* Problem details *
Extract every line of the entries below and reproduce each one verbatim, changing no character.

* Raw records *

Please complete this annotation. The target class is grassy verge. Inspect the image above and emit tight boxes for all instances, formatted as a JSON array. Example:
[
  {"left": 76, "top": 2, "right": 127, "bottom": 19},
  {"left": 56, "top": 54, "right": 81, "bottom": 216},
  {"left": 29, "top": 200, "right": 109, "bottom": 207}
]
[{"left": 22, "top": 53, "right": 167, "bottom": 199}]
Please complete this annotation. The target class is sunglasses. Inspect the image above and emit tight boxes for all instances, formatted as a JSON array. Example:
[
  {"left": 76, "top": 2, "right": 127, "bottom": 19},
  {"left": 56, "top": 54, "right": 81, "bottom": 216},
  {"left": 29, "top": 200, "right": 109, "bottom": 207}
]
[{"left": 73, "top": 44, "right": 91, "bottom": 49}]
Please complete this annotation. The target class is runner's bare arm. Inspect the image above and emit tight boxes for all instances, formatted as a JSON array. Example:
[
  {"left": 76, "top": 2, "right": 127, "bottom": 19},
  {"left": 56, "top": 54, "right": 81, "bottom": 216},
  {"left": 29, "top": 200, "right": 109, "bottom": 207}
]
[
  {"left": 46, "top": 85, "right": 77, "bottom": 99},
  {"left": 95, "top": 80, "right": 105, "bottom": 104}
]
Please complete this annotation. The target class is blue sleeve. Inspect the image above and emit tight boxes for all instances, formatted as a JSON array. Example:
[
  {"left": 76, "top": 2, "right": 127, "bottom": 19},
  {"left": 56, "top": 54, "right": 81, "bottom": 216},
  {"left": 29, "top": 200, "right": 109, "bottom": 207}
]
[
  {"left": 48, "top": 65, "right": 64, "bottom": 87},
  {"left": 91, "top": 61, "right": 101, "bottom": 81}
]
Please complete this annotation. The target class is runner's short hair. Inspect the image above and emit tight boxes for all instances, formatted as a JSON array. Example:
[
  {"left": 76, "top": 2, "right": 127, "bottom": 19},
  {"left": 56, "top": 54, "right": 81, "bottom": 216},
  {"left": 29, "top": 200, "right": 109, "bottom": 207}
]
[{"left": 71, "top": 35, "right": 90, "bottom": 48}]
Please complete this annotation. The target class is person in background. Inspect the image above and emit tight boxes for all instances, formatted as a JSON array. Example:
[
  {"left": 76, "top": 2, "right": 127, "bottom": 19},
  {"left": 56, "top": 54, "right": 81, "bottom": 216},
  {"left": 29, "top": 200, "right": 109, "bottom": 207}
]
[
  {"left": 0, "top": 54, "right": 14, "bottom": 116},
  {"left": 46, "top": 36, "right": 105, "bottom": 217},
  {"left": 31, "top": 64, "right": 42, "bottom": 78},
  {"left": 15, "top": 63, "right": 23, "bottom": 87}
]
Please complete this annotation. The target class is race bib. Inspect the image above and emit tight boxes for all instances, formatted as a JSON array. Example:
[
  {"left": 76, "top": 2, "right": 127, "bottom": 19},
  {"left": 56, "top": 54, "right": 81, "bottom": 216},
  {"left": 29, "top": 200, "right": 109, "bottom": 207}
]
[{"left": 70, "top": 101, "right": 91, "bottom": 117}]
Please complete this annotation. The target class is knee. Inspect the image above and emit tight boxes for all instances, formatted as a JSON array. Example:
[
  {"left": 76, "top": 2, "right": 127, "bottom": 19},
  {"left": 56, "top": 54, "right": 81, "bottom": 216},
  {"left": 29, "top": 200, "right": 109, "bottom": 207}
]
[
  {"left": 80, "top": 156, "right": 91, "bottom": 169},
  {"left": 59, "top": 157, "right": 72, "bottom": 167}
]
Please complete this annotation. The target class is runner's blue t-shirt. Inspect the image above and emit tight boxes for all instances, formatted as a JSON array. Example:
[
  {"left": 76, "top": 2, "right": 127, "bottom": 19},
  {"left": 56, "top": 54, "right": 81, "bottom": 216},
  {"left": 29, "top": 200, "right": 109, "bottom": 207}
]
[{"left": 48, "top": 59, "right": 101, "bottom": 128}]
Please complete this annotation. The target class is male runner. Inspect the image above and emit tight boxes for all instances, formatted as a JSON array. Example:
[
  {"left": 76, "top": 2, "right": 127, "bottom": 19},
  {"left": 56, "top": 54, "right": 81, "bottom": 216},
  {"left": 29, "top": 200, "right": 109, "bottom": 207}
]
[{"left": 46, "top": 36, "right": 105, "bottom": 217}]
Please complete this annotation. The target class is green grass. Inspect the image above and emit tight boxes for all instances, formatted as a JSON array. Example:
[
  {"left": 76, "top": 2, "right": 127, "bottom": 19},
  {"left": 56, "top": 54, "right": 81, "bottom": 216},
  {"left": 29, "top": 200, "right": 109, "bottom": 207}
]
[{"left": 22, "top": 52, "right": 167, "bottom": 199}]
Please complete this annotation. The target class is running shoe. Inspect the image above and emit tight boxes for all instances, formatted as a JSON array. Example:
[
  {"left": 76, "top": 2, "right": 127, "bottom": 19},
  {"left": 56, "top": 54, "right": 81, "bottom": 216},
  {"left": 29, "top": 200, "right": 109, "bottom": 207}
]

* Completed task *
Please complete this annotation. The target class is grassy verge. Inspect the image above and emit tight boxes for all instances, formatted as a JSON array. Example:
[
  {"left": 76, "top": 2, "right": 127, "bottom": 19},
  {"left": 56, "top": 54, "right": 81, "bottom": 216},
  {"left": 29, "top": 200, "right": 109, "bottom": 207}
]
[{"left": 22, "top": 53, "right": 167, "bottom": 199}]
Please complete this annotation. The target class is sunglasses. Inspect the image above and emit tight boxes for all instances, formatted as a JSON array. Example:
[
  {"left": 76, "top": 2, "right": 127, "bottom": 19},
  {"left": 56, "top": 54, "right": 81, "bottom": 216},
  {"left": 29, "top": 200, "right": 109, "bottom": 207}
]
[{"left": 73, "top": 44, "right": 91, "bottom": 49}]
Please complete this annotation. The target class is runner's bare arm. Inspect the image above and emit tight boxes for all instances, formatted as a JSON array. Example:
[
  {"left": 76, "top": 2, "right": 127, "bottom": 19},
  {"left": 56, "top": 54, "right": 81, "bottom": 216},
  {"left": 29, "top": 200, "right": 109, "bottom": 207}
]
[
  {"left": 46, "top": 85, "right": 77, "bottom": 99},
  {"left": 95, "top": 80, "right": 105, "bottom": 104}
]
Please complete this annotation. The target class is blue sleeve. Inspect the image above and emit tight boxes for all instances, formatted as a JSON array. Example:
[
  {"left": 76, "top": 2, "right": 127, "bottom": 19},
  {"left": 56, "top": 54, "right": 81, "bottom": 216},
  {"left": 29, "top": 200, "right": 109, "bottom": 207}
]
[
  {"left": 48, "top": 65, "right": 64, "bottom": 87},
  {"left": 91, "top": 61, "right": 101, "bottom": 81}
]
Please complete this annotation. The target class is runner's short hair. Inspect the image above and emit tight boxes for all instances, formatted as a JSON array. Example:
[
  {"left": 76, "top": 2, "right": 127, "bottom": 19},
  {"left": 56, "top": 54, "right": 81, "bottom": 216},
  {"left": 29, "top": 200, "right": 109, "bottom": 207}
]
[{"left": 71, "top": 35, "right": 90, "bottom": 48}]
Please complete this annotation. The target class is person in background. Inspect the image above and emit tight boxes for all instances, formatted as a JSON array. Example:
[
  {"left": 76, "top": 2, "right": 127, "bottom": 19},
  {"left": 56, "top": 54, "right": 81, "bottom": 216},
  {"left": 29, "top": 200, "right": 109, "bottom": 207}
]
[
  {"left": 0, "top": 54, "right": 14, "bottom": 116},
  {"left": 46, "top": 36, "right": 105, "bottom": 217},
  {"left": 31, "top": 64, "right": 42, "bottom": 78},
  {"left": 15, "top": 63, "right": 23, "bottom": 87}
]
Please complete this annotation. The target class is race bib. Inspect the image above and emit tight boxes for all instances, formatted as a JSON array. Example:
[
  {"left": 76, "top": 2, "right": 127, "bottom": 19},
  {"left": 56, "top": 54, "right": 81, "bottom": 216},
  {"left": 29, "top": 200, "right": 109, "bottom": 207}
]
[{"left": 70, "top": 101, "right": 91, "bottom": 117}]
Please complete this annotation. The target class is knee. Inspect the image above and emit tight boxes for all instances, formatted as a JSON array. Example:
[
  {"left": 76, "top": 2, "right": 127, "bottom": 19},
  {"left": 56, "top": 54, "right": 81, "bottom": 216},
  {"left": 29, "top": 200, "right": 109, "bottom": 207}
]
[
  {"left": 80, "top": 156, "right": 91, "bottom": 169},
  {"left": 59, "top": 157, "right": 72, "bottom": 167}
]
Please complete this annotation. The target class is runner's blue t-shirt. Inspect the image above and emit tight boxes for all instances, formatted as a JSON array. Example:
[
  {"left": 76, "top": 2, "right": 127, "bottom": 19},
  {"left": 56, "top": 54, "right": 81, "bottom": 216},
  {"left": 29, "top": 200, "right": 109, "bottom": 207}
]
[{"left": 48, "top": 59, "right": 101, "bottom": 128}]
Please complete this annotation. The target class is male runner. Inspect the image above and emit tight boxes for all instances, formatted as a JSON array. Example:
[
  {"left": 76, "top": 2, "right": 127, "bottom": 19},
  {"left": 56, "top": 54, "right": 81, "bottom": 216},
  {"left": 29, "top": 200, "right": 109, "bottom": 207}
]
[{"left": 46, "top": 36, "right": 105, "bottom": 217}]
Please complete this annotation. The target class is green grass. Inspect the image above and emit tight boxes for all instances, formatted as a JSON array. Example:
[
  {"left": 76, "top": 2, "right": 127, "bottom": 19},
  {"left": 56, "top": 54, "right": 81, "bottom": 216},
  {"left": 29, "top": 200, "right": 109, "bottom": 207}
]
[{"left": 22, "top": 52, "right": 167, "bottom": 199}]
Please complete this annotation. The target class is running shoe. Inspect the image above and emit tight boxes for all instances, formatted as a JSON array. Example:
[
  {"left": 76, "top": 2, "right": 127, "bottom": 19},
  {"left": 56, "top": 54, "right": 81, "bottom": 216},
  {"left": 29, "top": 200, "right": 109, "bottom": 207}
]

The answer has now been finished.